**EXERCISE TASK:**
Locate every line in the entries below that contains the word "orange" and copy each one.

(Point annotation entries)
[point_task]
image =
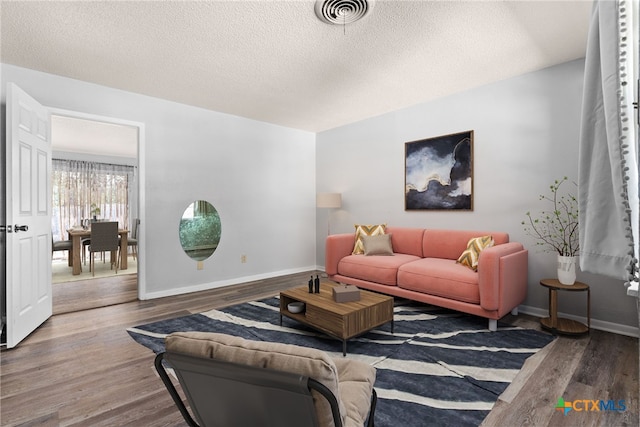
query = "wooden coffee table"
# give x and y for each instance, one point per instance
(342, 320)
* * *
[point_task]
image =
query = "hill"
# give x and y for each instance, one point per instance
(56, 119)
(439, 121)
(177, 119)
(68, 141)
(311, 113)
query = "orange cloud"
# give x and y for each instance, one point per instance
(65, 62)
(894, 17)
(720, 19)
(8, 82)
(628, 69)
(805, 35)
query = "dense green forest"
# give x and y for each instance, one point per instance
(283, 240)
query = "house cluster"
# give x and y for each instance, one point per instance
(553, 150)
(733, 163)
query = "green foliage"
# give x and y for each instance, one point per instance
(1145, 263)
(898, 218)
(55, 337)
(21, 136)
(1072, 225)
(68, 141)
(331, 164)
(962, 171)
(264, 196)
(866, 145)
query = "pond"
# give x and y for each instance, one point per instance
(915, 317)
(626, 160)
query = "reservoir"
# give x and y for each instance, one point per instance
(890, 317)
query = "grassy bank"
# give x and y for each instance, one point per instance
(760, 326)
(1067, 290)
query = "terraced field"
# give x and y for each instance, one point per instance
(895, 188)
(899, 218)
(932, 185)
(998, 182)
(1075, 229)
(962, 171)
==
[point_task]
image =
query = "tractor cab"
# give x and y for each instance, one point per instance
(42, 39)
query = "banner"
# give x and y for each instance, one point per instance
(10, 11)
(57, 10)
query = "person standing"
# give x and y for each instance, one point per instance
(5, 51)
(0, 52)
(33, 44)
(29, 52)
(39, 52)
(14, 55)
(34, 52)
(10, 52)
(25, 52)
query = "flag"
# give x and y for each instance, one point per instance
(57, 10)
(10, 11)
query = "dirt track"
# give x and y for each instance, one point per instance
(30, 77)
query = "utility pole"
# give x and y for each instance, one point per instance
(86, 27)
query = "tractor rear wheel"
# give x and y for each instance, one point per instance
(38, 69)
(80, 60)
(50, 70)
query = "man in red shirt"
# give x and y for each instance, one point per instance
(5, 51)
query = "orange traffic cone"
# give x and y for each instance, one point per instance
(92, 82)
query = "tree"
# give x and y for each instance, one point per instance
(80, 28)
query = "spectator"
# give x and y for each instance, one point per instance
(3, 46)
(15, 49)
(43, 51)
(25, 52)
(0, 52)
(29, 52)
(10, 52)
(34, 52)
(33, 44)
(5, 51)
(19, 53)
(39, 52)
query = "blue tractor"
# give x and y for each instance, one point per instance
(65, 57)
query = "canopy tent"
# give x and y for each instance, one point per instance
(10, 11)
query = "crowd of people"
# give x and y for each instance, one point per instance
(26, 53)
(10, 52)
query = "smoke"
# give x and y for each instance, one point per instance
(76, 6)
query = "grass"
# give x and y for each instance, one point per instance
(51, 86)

**OUTPUT BELOW:**
query = "orange cloud"
query = "orange traffic cone"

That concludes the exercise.